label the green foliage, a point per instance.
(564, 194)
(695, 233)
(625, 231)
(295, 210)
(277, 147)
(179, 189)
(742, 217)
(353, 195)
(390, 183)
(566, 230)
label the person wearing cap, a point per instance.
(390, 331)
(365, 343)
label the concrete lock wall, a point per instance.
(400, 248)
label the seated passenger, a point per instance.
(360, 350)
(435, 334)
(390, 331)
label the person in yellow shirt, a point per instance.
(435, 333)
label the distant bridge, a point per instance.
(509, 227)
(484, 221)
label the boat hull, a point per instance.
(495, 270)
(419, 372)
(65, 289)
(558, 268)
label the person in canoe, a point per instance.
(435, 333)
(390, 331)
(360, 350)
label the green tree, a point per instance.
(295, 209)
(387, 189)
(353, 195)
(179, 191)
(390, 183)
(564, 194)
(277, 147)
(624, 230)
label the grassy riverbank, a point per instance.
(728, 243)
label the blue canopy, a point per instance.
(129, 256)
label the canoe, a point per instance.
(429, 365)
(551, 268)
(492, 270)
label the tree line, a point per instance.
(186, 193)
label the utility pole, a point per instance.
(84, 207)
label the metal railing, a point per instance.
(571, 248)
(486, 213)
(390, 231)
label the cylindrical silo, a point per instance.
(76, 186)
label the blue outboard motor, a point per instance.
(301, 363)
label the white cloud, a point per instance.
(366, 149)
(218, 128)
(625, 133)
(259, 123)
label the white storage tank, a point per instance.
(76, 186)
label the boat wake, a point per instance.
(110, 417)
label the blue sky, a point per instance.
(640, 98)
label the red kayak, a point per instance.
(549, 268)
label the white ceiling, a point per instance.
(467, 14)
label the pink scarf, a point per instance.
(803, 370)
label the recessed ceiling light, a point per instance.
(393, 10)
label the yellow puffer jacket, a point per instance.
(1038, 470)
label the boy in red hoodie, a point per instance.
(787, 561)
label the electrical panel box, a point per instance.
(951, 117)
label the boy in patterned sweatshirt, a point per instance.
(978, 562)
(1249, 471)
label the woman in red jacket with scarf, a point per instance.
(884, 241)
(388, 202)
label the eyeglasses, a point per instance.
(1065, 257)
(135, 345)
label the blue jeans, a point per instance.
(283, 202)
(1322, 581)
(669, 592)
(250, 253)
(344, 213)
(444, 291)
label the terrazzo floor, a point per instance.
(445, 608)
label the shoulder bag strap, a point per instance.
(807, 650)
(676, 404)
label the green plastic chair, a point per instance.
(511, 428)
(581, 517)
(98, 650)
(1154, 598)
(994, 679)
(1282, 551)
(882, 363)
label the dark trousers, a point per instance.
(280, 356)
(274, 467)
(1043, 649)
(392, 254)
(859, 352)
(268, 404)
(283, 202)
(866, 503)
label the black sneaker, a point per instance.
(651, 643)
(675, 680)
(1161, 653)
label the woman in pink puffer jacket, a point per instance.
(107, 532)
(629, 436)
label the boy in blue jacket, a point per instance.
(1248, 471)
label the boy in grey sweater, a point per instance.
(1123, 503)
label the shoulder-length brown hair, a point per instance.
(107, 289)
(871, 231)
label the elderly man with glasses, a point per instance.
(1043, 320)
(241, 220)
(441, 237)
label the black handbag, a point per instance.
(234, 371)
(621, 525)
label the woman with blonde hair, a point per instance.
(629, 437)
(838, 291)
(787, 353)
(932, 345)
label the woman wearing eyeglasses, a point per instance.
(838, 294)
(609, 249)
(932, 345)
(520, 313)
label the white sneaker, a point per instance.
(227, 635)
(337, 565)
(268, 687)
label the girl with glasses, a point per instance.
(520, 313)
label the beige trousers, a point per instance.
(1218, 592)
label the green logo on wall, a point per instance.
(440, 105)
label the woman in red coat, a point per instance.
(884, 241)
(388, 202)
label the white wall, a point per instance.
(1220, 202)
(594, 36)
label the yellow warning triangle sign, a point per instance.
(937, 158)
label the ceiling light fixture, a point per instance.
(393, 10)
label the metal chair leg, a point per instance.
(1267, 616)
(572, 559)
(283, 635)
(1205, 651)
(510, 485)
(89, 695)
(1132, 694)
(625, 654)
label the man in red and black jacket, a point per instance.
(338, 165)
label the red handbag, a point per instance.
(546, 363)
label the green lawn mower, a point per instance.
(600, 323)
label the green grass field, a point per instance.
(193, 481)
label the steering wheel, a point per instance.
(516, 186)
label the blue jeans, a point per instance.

######

Would you write out the full listing exactly as given?

label the green foliage, a point per instance.
(564, 194)
(695, 233)
(625, 231)
(295, 210)
(277, 147)
(179, 189)
(742, 217)
(353, 195)
(390, 183)
(566, 230)
label the person wearing cap, a point per instance.
(390, 331)
(365, 343)
label the concrete lock wall, a point per instance.
(400, 248)
label the seated passenger, a point per instance.
(360, 350)
(435, 334)
(390, 331)
label the person in yellow shirt, a point per instance.
(435, 333)
label the distant bridge, a point per instance.
(509, 227)
(484, 221)
label the boat hull, a point per instance.
(495, 270)
(419, 372)
(65, 289)
(558, 268)
label the person in canoe, a point per instance.
(435, 333)
(390, 331)
(360, 350)
label the green tree, a point per instance.
(295, 209)
(387, 189)
(353, 195)
(179, 191)
(390, 183)
(564, 194)
(277, 147)
(624, 230)
label the grassy riverbank, a point per instance.
(728, 243)
label the blue canopy, a point per instance.
(129, 256)
label the canoe, a point per instance.
(429, 365)
(551, 268)
(492, 270)
label the tree line, a point per instance.
(186, 193)
label the utility pole, a point per instance.
(84, 207)
label the metal railing, a point per instance.
(571, 248)
(486, 213)
(390, 231)
label the cylindrical silo, a point per instance.
(76, 186)
label the blue outboard motor, a point per instance.
(301, 363)
label the white cloud, a point per instance.
(366, 149)
(218, 128)
(625, 133)
(259, 123)
label the white storage tank, a point per instance.
(76, 186)
label the boat wake, a point per instance.
(110, 417)
label the blue sky, a point per instance.
(640, 98)
label the red kayak, a point per instance.
(549, 268)
label the white ceiling, a point per instance.
(467, 14)
label the pink scarf, a point per instance.
(803, 370)
label the recessed ceiling light, a point per instance.
(393, 10)
label the yellow puffer jacket, a point per instance.
(1038, 470)
label the boy in red hoodie, a point per instance.
(787, 561)
label the electrical panel box, a point per instance.
(951, 117)
label the boy in patterned sweatshirt, a point per instance.
(978, 562)
(1249, 471)
label the woman in red jacket with scarf, a point per instance.
(884, 241)
(388, 202)
label the eyeglasses, a point per instance.
(1065, 257)
(135, 345)
label the blue jeans, a point per instance.
(283, 202)
(1322, 581)
(669, 592)
(250, 253)
(344, 213)
(444, 291)
label the terrazzo floor, a point per instance.
(445, 608)
label the shoulder bag strap, a point per instance.
(807, 650)
(676, 404)
label the green plastic chair, a point per instance.
(511, 428)
(581, 517)
(98, 650)
(1154, 598)
(994, 679)
(1282, 551)
(882, 363)
label the dark trousers, a point per instance.
(280, 356)
(274, 467)
(1043, 649)
(392, 254)
(859, 352)
(268, 404)
(283, 202)
(866, 503)
label the black sneaker, a point per instance.
(651, 643)
(675, 680)
(1161, 653)
label the woman in pink puffer jacket, a point per instance.
(107, 532)
(629, 436)
label the boy in blue jacket, a point per instance.
(1248, 471)
label the boy in grey sweater, a point per instance.
(1123, 503)
label the shoulder-length brown hair, a point per instance.
(107, 289)
(871, 231)
label the elderly man with glasses, a point per instance.
(1043, 320)
(241, 220)
(441, 237)
label the black handbag, a point per instance.
(234, 371)
(621, 525)
label the woman with blonde hair, a point per instance.
(629, 437)
(838, 291)
(787, 353)
(932, 345)
label the woman wearing eyeglasses, a point per instance.
(838, 294)
(609, 249)
(932, 345)
(520, 313)
label the white sneaker, a point per instance.
(227, 635)
(337, 565)
(268, 687)
label the girl with glasses, a point per instance.
(520, 313)
label the beige trousers, a point per instance.
(1218, 592)
label the green logo on wall, a point per instance.
(440, 105)
label the woman in red coat, a point per instance.
(884, 241)
(388, 202)
label the white wall, a point per instance.
(1220, 202)
(594, 36)
label the yellow warning triangle sign, a point per instance.
(937, 158)
label the ceiling light fixture, a point per instance.
(393, 10)
label the metal chair leg, a point per instance.
(1267, 616)
(572, 559)
(283, 635)
(1205, 651)
(510, 485)
(89, 695)
(1132, 694)
(625, 654)
label the man in red and black jacket, a point per instance.
(338, 165)
label the red handbag, a point per instance.
(546, 363)
label the green lawn mower, a point per instance.
(600, 323)
label the green grass field, a point per instance.
(193, 481)
label the steering wheel, a point per instance.
(516, 186)
label the blue jeans, a point per instance.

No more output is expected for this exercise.